Referring expression pointing data:
★ ★ ★

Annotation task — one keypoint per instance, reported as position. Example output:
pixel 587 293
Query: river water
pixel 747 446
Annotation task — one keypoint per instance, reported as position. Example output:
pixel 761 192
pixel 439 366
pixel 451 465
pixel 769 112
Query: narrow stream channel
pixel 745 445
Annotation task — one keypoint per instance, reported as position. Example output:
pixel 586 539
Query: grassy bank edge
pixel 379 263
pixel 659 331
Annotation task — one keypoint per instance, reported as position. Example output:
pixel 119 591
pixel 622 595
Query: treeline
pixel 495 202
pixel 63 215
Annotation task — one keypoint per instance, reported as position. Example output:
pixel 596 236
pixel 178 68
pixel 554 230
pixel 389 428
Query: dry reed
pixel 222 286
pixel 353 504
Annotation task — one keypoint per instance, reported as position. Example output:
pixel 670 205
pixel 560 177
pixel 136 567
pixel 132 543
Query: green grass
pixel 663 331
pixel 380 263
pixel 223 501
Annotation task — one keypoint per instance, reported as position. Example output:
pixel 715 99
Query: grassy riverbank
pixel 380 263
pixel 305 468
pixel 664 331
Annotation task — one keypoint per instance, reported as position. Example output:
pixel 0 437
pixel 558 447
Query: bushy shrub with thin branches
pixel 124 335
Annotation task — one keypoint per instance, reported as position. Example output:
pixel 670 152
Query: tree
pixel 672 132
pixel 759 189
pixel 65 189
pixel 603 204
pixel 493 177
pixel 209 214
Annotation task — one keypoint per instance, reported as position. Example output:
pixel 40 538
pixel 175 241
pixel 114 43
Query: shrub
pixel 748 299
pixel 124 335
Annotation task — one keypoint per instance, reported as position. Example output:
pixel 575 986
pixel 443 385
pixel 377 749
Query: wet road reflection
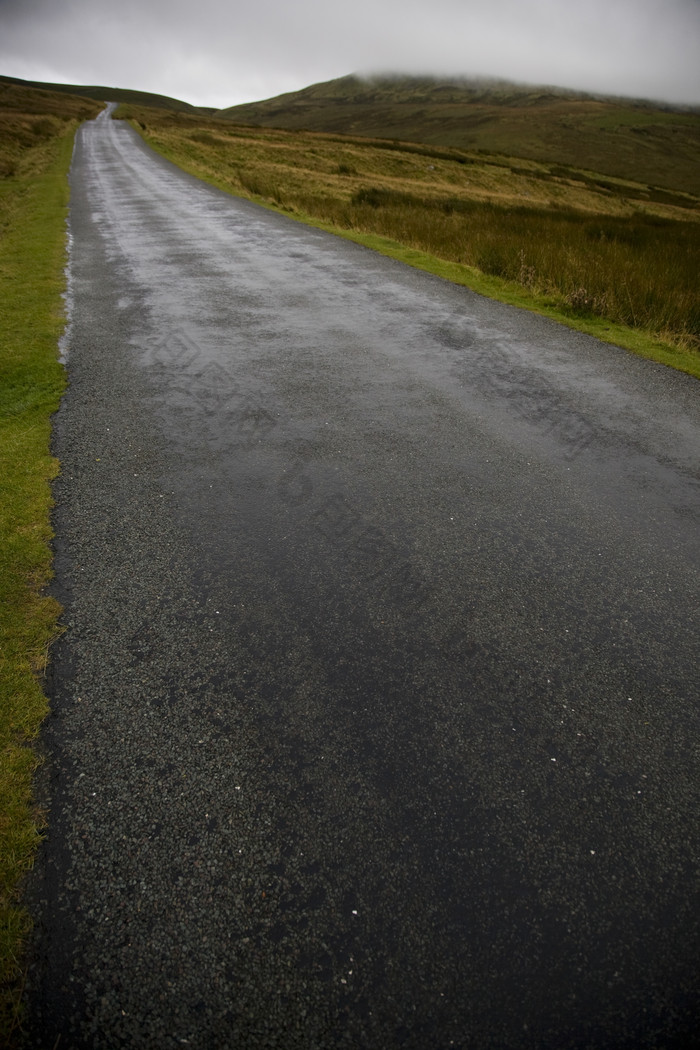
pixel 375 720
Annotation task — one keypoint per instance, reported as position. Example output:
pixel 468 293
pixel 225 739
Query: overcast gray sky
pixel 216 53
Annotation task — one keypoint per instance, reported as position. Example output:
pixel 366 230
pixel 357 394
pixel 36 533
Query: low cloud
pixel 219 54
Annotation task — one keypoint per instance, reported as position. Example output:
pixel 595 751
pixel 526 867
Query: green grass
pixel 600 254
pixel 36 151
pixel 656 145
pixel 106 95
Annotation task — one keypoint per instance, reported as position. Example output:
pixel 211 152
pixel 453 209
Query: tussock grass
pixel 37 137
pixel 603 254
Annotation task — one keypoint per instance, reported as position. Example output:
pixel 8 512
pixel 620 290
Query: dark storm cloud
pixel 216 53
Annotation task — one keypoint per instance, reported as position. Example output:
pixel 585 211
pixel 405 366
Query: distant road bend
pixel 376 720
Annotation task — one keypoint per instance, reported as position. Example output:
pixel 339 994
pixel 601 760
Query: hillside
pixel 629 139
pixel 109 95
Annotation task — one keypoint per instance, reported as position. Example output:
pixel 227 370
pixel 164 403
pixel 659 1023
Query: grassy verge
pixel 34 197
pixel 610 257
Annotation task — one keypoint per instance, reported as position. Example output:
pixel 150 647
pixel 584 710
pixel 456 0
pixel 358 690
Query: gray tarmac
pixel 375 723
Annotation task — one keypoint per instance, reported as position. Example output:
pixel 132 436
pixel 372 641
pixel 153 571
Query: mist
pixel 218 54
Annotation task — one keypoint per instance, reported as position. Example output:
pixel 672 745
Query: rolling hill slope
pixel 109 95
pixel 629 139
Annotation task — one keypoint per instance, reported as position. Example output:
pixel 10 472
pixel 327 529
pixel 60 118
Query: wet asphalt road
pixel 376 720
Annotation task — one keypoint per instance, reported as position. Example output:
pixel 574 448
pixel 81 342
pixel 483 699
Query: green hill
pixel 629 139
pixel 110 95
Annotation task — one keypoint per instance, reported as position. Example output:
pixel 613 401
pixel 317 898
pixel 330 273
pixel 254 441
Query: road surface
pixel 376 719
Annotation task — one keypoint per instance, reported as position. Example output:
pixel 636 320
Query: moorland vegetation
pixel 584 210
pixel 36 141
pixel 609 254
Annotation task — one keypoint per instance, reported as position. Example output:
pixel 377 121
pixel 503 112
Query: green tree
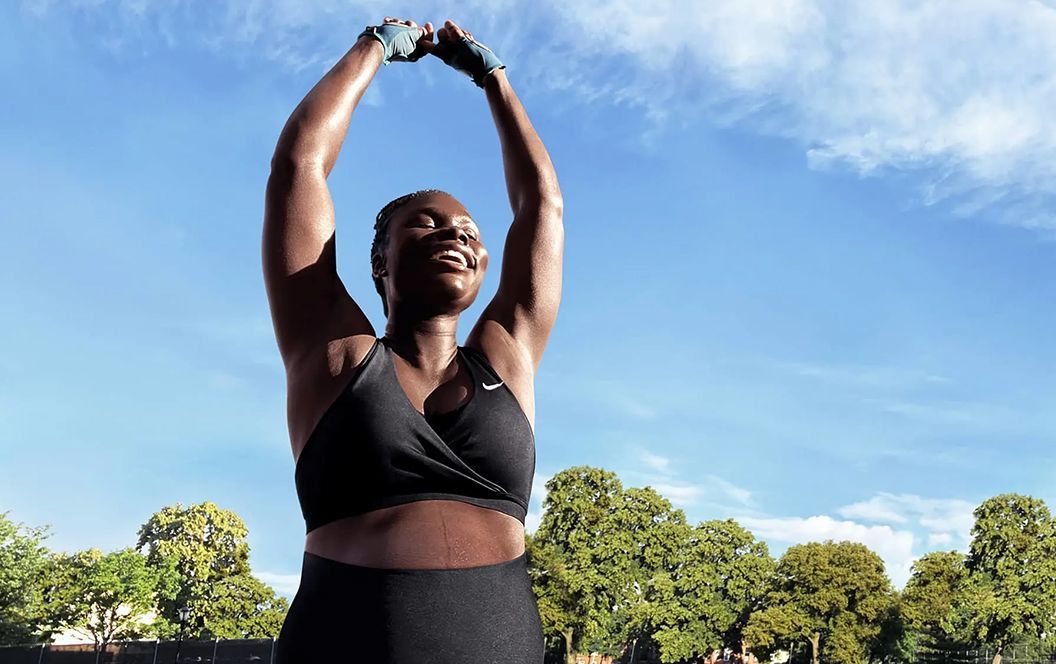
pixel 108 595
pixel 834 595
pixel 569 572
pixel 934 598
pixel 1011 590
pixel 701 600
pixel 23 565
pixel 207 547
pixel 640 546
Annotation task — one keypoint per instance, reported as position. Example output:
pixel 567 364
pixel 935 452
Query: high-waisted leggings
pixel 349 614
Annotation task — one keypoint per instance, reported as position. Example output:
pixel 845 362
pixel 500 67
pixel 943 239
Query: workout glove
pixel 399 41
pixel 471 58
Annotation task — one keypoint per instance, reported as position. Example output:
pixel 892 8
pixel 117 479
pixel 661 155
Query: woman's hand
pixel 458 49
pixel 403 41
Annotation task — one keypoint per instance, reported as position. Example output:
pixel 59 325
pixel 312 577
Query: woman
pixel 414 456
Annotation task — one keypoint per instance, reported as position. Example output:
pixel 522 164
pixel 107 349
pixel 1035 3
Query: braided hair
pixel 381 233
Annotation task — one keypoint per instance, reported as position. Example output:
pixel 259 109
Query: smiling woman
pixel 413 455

★ ★ ★

Work to complete:
Although the records include pictures, output only their text, exactly and completely.

Solution for this task:
Annotation task — one keypoint per instance, reported as position. Example output:
pixel 587 293
Query: river water
pixel 747 446
Annotation task — one keypoint per instance, reported as position. Example output:
pixel 761 192
pixel 439 366
pixel 451 465
pixel 769 112
Query: narrow stream channel
pixel 745 445
Annotation task — one keypoint per instance, reported as position. Example output:
pixel 586 539
Query: grassy bank edge
pixel 379 263
pixel 659 331
Annotation task — one keypoint per instance, reported as position. Example output:
pixel 119 591
pixel 622 595
Query: treeline
pixel 495 202
pixel 63 215
Annotation task — one keypoint per instance, reported as position. Example output:
pixel 596 236
pixel 178 68
pixel 554 230
pixel 389 428
Query: dry reed
pixel 222 286
pixel 353 504
Annotation task — one keypoint per instance, reported as position. Example output:
pixel 670 205
pixel 560 177
pixel 136 567
pixel 132 543
Query: green grass
pixel 663 331
pixel 380 263
pixel 223 501
Annotation task — one keypoint per instance, reported as position. Example output:
pixel 715 99
Query: grassy riverbank
pixel 380 263
pixel 305 468
pixel 664 331
Annotation task — one keypoint per instance, reported as position. Example output:
pixel 0 437
pixel 558 447
Query: bushy shrub with thin branches
pixel 124 335
Annotation task — one keypoint per instance, reported as position. Example output:
pixel 670 152
Query: tree
pixel 672 132
pixel 759 189
pixel 65 189
pixel 603 204
pixel 493 177
pixel 209 214
Annotation task — one keypoint per instance, reported as position. Example output:
pixel 40 538
pixel 175 241
pixel 114 43
Query: shrub
pixel 748 299
pixel 124 335
Annotation task — one keypoint per instance, reported as position. Example output:
pixel 575 986
pixel 443 385
pixel 377 749
Query: wet road reflection
pixel 375 720
Annotation task — one keypoint per instance, reported as position. Example output:
pixel 468 293
pixel 225 739
Query: overcast gray sky
pixel 216 53
Annotation task — one keypoint per instance, reported as position. Example output:
pixel 366 230
pixel 357 394
pixel 36 533
Query: low cloud
pixel 219 54
Annotation task — one keypoint per instance, reported as position. Example output:
pixel 595 751
pixel 526 867
Query: green grass
pixel 600 254
pixel 36 151
pixel 656 145
pixel 106 95
Annotation task — one keypoint per instance, reported as position. Example output:
pixel 211 152
pixel 453 209
Query: tussock grass
pixel 37 137
pixel 603 254
Annotation task — one keypoint per instance, reported as position. Example output:
pixel 8 512
pixel 620 290
Query: dark storm cloud
pixel 216 53
Annotation task — one keypoint per instance, reported as position. Example output:
pixel 585 211
pixel 405 366
Query: distant road bend
pixel 376 720
Annotation task — one keypoint per instance, reported as position. Example output:
pixel 339 994
pixel 601 760
Query: hillside
pixel 629 139
pixel 109 95
Annotation task — one keypoint per instance, reported as position. Example output:
pixel 227 370
pixel 164 403
pixel 659 1023
Query: grassy verge
pixel 34 197
pixel 610 257
Annotation task — one keypoint per instance, reported as position. Example output:
pixel 150 647
pixel 584 710
pixel 456 0
pixel 358 690
Query: gray tarmac
pixel 375 723
Annotation task — one keypoint per instance, reported as position. Example output:
pixel 132 436
pixel 372 641
pixel 153 571
Query: mist
pixel 218 54
Annotation task — one keypoint per instance, reported as position. Example output:
pixel 672 745
Query: rolling hill slope
pixel 109 95
pixel 629 139
Annotation task — one keypoint per instance, reported as position. Example output:
pixel 10 472
pixel 327 529
pixel 60 118
Query: wet asphalt road
pixel 376 720
Annotation task — one keypoint per instance, reported as position. Example output:
pixel 574 448
pixel 81 342
pixel 483 699
Query: green hill
pixel 629 139
pixel 110 95
Annotation task — one keypoint per instance, reported as position. Example output:
pixel 613 401
pixel 317 898
pixel 330 273
pixel 254 441
Query: road surface
pixel 376 719
Annotation task — one keypoint per instance, reported as position. Example output:
pixel 636 320
Query: moorland vegetation
pixel 584 210
pixel 36 141
pixel 609 254
Annotation task — one keypoint per instance, reported as position. Example output:
pixel 377 121
pixel 503 112
Query: green tree
pixel 108 595
pixel 834 595
pixel 569 572
pixel 934 598
pixel 1011 590
pixel 701 600
pixel 23 565
pixel 207 547
pixel 640 546
Annotation task — one keypoint per instance, reported as position. Example output:
pixel 567 364
pixel 935 452
Query: high-waisted leggings
pixel 349 614
Annotation task — one keypoint per instance, reported as position. Example output:
pixel 845 362
pixel 500 67
pixel 943 239
Query: workout glove
pixel 399 41
pixel 471 58
Annotation task — one keypoint per instance, reported as position. Example output:
pixel 892 8
pixel 117 479
pixel 661 155
Query: woman's hand
pixel 458 49
pixel 403 41
Annotation task — one keypoint per instance, reported as position. Example output:
pixel 59 325
pixel 312 577
Query: woman
pixel 414 456
Annotation task — one keypoint per instance, reported as position. Example output:
pixel 522 164
pixel 107 349
pixel 1035 3
Query: braided hair
pixel 381 233
Annotation task — one keypoint per instance, reported as position. Example output:
pixel 259 109
Query: smiling woman
pixel 413 455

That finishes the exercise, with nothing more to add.